## Brano da leggere
Vaccino antitubercolare più efficace con la somministrazione endovena anziché intradermica: lo hanno scoperto scienziati americani
Ricercatori Usa afferenti al NIAID (NIH’s National Institute of Allergy and Infectious Diseases) hanno dimostrato, in uno studio recentemente pubblicato su Nature, che il semplice cambiamento della posologia e della modalità di somministrazione del vaccino antitubercolare attualmente disponibile da intradermico a endovena sarebbe in grado di aumentare la protezione di un modello animale (macachi rhesus) dal rischio di infezione da M. tuberculosis, l’agente eziologico responsabile della tubercolosi.
Lo studio getta nuova luce sulla comprensione dei meccanismi di protezione dall’infezione e dalla malattia indotti dal vaccino antitubercolare vivo attenuato, il BCG (bacillo di Calmette-Guerin) e suffraga la messa a punto di trial clinici sulla somministrazione endovena di questo vaccino, al fine di determinarne la superiore efficacia anche nell’uomo.
I presupposti dello studio
Perché il vaccino antitubercolare possa controllare l’infezione da M. tuberculosis e prevenire la malattia clinica, è necessario che induca una risposta forte e sostenuta da parte delle cellule T del sistema immunitario, con particolare riferimento a quelle del polmone.
Il vaccino BCG è disponibile ormai da un secolo e risulta essere tra i vaccini più largamente utilizzati a livello globale. Il problema è che la sua efficacia è soggetta ad ampi range di oscillazione in quanto potrebbe non essere in grado di generare un numero di cellule T sufficienti a livello polmonare.
L’idea di sperimentare una modalità di somministrazione endovena di questo vaccino è venuta da precedenti osservazioni condotte da uno degli autori di questo studio, che avevano documentato la miglior efficacia del vaccino antimalarico endovena sia in modelli animali che nell’uomo.
Lo studio
I ricercatori hanno raggruppato la loro colonia di scimmie in 6 gruppi, per verificare se la modalità di somministrazione endovena fosse più efficace dei quella intradermica o per aerosol anche nella Tb, in termini di risposta immunitaria e a livello polmonare a 24 settimane.
Dai risultati è emerso che il vaccino endovena era il solo a garantire i livelli più elevati e duraturi di cellule T sia a livello ematico che polmonare.

## Estratti dell'elenco
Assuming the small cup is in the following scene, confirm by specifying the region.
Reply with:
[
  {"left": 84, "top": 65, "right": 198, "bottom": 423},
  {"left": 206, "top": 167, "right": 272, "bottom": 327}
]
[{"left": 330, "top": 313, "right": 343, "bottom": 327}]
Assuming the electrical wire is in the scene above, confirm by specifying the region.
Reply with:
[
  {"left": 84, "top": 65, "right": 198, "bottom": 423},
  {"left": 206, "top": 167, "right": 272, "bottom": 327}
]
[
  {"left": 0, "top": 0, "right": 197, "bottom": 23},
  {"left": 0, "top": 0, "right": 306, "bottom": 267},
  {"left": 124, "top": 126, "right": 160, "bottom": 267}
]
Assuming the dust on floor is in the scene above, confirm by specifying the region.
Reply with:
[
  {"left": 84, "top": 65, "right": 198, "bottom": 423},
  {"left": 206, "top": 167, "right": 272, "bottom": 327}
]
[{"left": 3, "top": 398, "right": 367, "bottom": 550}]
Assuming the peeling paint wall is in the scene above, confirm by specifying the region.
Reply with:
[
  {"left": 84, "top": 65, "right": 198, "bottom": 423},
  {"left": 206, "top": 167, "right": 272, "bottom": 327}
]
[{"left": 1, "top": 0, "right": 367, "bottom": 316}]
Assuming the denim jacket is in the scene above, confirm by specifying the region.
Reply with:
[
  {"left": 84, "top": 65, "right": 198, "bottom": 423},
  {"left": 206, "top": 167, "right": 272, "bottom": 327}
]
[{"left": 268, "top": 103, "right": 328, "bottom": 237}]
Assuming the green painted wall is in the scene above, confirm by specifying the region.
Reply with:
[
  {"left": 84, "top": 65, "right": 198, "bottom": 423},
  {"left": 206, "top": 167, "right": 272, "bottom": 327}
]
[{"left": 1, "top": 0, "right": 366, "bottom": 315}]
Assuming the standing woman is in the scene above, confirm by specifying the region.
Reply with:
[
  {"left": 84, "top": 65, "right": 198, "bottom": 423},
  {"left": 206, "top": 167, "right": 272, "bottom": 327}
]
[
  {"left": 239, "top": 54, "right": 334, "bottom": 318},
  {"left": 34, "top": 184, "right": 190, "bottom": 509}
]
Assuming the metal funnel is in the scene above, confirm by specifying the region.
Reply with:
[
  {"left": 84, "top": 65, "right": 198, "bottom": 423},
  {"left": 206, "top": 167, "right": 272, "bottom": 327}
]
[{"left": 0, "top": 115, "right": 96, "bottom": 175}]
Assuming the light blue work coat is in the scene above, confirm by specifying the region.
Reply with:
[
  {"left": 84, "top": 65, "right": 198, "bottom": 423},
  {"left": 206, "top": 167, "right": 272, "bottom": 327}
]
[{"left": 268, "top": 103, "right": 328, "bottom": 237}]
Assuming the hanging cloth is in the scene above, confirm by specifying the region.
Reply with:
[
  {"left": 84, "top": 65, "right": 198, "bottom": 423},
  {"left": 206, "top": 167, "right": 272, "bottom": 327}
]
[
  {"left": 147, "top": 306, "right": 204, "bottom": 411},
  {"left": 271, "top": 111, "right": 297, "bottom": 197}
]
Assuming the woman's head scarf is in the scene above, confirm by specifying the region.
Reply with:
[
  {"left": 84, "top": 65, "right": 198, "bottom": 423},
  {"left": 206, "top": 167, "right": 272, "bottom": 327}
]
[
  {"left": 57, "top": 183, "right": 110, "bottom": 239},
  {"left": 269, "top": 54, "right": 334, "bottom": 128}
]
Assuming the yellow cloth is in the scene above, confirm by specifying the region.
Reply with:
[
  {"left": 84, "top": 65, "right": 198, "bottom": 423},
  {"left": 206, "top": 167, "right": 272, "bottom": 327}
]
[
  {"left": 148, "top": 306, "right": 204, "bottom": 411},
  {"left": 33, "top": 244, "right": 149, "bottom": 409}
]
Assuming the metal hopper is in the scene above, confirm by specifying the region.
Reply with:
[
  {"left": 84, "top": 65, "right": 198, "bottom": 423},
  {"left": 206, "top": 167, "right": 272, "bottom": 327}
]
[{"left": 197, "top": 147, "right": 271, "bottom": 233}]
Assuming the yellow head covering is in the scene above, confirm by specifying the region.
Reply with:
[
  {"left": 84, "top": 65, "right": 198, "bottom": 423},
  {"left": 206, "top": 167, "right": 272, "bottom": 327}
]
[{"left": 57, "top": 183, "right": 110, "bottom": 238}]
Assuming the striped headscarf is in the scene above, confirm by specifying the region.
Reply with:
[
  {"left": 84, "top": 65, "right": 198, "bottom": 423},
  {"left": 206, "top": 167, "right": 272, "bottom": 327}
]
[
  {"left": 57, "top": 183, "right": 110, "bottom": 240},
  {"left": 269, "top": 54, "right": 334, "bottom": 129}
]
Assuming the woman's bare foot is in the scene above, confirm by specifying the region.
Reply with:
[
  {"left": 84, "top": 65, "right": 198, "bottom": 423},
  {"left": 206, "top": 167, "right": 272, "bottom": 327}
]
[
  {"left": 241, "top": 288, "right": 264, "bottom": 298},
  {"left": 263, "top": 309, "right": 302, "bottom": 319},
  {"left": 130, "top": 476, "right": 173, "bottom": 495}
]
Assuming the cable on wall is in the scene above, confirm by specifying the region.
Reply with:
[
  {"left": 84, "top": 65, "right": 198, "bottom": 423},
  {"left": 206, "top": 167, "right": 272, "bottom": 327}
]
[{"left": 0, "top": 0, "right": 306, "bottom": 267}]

## Cosa fare
• 1. Su quale rivista è stato pubblicato lo studio di cui parla il brano sul vaccino antitubercolare?
• 2. Riscrivi il brano sul vaccino antitubercolare tra "L’idea di sperimentare" e "ematico che polmonare.", estremi inclusi, sostituendo "scimmie" con "macachi".
• 3. Secondo il brano sul vaccino antitubercolare, perché l'efficacia del BCG varia molto?

## Risposte
• 1. Su Nature.

• 2.
L’idea di sperimentare una modalità di somministrazione endovena di questo vaccino è venuta da precedenti osservazioni condotte da uno degli autori di questo studio, che avevano documentato la miglior efficacia del vaccino antimalarico endovena sia in modelli animali che nell’uomo.
Lo studio
I ricercatori hanno raggruppato la loro colonia di macachi in 6 gruppi, per verificare se la modalità di somministrazione endovena fosse più efficace dei quella intradermica o per aerosol anche nella Tb, in termini di risposta immunitaria e a livello polmonare a 24 settimane.
Dai risultati è emerso che il vaccino endovena era il solo a garantire i livelli più elevati e duraturi di cellule T sia a livello ematico che polmonare.

• 3. Il BCG potrebbe non riuscire a generare un numero sufficiente di cellule T nel polmone. Eppure, per controllare l'infezione e prevenire la malattia, il vaccino deve indurre una risposta forte e sostenuta delle cellule T, in particolare di quelle del polmone.